BRIEF
Using the listing below, retype the line bearing "Check that each instance of the bush" and each line after it, word for word, and nothing further.

··········

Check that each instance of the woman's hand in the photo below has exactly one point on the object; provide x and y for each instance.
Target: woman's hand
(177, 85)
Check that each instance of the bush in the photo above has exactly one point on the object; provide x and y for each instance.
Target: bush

··········

RESULT FOR THIS EXERCISE
Check that each instance of the bush in the photo above has exactly one point on the object; provide x and y for each instance.
Target: bush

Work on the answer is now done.